Exercise material:
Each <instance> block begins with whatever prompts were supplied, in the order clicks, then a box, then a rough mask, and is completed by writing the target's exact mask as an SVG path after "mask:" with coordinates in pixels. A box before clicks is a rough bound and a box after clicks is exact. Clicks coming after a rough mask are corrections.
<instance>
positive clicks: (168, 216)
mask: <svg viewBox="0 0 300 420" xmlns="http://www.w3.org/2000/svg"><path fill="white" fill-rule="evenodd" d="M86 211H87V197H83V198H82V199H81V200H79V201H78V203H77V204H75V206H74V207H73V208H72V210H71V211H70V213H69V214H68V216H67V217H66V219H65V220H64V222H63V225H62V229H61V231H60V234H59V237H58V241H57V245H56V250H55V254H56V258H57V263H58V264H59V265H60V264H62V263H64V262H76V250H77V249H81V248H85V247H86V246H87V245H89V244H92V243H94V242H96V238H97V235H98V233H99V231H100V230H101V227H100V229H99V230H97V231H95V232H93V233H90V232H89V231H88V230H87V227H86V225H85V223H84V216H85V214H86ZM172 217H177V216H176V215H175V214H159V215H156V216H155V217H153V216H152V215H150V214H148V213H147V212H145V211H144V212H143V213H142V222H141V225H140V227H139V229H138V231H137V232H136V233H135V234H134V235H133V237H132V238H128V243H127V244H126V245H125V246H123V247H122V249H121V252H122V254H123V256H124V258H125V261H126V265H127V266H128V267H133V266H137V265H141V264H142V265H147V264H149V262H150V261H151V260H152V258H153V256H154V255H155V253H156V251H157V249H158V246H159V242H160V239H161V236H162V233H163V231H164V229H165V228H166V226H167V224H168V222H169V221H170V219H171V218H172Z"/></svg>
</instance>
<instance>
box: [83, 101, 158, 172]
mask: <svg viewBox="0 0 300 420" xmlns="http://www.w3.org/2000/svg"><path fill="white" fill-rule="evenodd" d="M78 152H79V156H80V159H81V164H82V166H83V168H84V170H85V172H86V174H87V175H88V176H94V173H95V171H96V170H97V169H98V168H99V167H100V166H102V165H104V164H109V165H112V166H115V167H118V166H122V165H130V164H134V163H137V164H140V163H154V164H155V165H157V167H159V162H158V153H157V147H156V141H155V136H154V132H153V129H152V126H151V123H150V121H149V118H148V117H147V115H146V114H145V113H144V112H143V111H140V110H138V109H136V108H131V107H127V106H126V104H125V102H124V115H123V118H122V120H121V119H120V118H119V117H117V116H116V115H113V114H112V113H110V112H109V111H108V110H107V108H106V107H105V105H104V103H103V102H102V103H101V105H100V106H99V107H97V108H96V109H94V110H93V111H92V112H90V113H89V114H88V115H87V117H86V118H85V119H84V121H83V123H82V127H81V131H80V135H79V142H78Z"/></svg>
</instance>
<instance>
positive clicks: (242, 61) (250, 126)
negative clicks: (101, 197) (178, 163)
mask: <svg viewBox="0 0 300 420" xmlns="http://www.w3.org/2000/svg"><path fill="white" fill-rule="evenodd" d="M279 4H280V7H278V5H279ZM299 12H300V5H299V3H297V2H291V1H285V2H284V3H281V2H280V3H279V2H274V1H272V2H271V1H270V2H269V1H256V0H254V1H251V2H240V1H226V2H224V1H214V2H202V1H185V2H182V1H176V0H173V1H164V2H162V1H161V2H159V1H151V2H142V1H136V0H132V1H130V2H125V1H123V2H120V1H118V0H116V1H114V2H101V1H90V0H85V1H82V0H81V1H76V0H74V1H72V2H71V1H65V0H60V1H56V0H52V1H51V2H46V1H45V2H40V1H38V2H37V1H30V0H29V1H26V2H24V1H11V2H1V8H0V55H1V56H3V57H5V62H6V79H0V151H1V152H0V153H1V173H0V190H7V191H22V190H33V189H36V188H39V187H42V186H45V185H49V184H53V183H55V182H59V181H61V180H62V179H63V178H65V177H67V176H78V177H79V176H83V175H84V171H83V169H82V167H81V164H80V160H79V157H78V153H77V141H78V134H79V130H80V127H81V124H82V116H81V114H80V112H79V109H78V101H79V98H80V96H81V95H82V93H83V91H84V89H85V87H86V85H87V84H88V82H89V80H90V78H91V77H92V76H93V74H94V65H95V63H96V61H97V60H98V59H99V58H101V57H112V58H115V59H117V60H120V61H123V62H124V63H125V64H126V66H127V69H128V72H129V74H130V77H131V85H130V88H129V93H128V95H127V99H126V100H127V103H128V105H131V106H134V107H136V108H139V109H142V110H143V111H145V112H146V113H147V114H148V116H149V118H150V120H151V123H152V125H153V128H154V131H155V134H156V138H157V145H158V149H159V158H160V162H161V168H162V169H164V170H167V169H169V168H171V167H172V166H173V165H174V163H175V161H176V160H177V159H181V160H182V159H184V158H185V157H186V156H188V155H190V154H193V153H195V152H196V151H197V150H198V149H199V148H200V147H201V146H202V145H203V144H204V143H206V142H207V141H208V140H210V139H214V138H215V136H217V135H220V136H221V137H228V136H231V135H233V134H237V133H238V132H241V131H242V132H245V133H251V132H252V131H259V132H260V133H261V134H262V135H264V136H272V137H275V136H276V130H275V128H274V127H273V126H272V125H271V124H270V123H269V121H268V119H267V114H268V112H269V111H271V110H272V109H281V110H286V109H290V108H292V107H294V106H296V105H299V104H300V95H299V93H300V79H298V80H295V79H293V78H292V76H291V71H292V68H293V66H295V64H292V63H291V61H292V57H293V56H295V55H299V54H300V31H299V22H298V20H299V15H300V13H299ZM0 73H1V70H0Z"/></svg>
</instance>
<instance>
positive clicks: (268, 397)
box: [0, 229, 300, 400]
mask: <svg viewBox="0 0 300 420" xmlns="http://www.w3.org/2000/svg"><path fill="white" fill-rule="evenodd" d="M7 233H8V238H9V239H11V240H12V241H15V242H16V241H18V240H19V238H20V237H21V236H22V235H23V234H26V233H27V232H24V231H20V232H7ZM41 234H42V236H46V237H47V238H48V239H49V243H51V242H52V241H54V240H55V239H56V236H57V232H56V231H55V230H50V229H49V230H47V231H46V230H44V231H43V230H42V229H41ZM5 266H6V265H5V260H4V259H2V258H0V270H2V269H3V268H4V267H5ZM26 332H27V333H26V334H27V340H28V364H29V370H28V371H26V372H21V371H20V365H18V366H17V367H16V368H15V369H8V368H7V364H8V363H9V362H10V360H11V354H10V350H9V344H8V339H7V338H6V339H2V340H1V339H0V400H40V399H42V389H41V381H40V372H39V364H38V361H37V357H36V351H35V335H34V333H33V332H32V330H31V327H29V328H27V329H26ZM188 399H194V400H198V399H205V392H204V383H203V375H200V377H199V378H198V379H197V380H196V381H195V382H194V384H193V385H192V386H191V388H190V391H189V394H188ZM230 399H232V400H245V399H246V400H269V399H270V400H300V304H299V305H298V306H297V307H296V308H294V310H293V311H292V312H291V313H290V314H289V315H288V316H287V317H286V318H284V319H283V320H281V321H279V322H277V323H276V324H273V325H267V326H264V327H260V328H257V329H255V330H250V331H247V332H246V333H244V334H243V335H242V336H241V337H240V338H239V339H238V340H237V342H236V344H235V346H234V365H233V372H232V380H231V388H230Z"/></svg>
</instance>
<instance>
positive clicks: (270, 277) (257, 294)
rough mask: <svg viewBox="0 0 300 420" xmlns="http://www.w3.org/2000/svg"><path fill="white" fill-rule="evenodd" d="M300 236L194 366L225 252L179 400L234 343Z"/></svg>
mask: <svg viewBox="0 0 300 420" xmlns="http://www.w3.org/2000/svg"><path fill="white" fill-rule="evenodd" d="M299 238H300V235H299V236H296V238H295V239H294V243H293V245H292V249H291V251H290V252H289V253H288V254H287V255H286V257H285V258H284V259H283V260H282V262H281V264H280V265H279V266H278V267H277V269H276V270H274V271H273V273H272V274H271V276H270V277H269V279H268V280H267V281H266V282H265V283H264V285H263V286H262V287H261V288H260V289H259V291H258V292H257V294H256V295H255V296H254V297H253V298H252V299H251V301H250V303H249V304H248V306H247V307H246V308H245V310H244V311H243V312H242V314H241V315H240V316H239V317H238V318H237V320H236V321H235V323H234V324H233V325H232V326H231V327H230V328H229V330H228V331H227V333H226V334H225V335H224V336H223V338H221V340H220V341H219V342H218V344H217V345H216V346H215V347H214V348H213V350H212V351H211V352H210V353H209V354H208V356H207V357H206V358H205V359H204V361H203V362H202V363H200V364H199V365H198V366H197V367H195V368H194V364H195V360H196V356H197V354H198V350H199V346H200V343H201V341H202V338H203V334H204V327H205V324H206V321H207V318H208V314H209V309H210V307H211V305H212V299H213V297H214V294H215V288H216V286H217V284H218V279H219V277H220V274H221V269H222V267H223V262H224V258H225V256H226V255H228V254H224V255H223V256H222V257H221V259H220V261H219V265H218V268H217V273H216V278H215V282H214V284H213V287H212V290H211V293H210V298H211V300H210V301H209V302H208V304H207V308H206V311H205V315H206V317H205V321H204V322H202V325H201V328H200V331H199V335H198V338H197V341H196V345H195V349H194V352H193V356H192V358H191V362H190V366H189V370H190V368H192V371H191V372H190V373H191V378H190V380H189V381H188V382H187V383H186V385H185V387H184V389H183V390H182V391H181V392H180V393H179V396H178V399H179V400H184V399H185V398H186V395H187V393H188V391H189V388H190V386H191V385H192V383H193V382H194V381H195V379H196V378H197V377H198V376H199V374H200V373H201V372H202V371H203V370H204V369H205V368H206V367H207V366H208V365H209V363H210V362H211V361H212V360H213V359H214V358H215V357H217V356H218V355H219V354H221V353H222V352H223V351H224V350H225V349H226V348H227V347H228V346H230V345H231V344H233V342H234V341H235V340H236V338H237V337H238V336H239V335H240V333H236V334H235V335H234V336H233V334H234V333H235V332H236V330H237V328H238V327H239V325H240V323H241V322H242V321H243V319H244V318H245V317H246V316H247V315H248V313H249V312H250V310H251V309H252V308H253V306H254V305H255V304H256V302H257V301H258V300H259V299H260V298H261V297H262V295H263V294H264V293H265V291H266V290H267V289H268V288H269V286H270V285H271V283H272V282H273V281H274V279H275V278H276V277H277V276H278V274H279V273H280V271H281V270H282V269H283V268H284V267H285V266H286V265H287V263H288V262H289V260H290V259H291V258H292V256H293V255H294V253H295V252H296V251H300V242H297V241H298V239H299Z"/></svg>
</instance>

Your goal: Copy out every line of the data in which the word "positive" is found.

Output of the exercise:
positive clicks: (168, 216)
positive clicks: (242, 61) (250, 126)
positive clicks: (268, 397)
positive clicks: (270, 277) (257, 294)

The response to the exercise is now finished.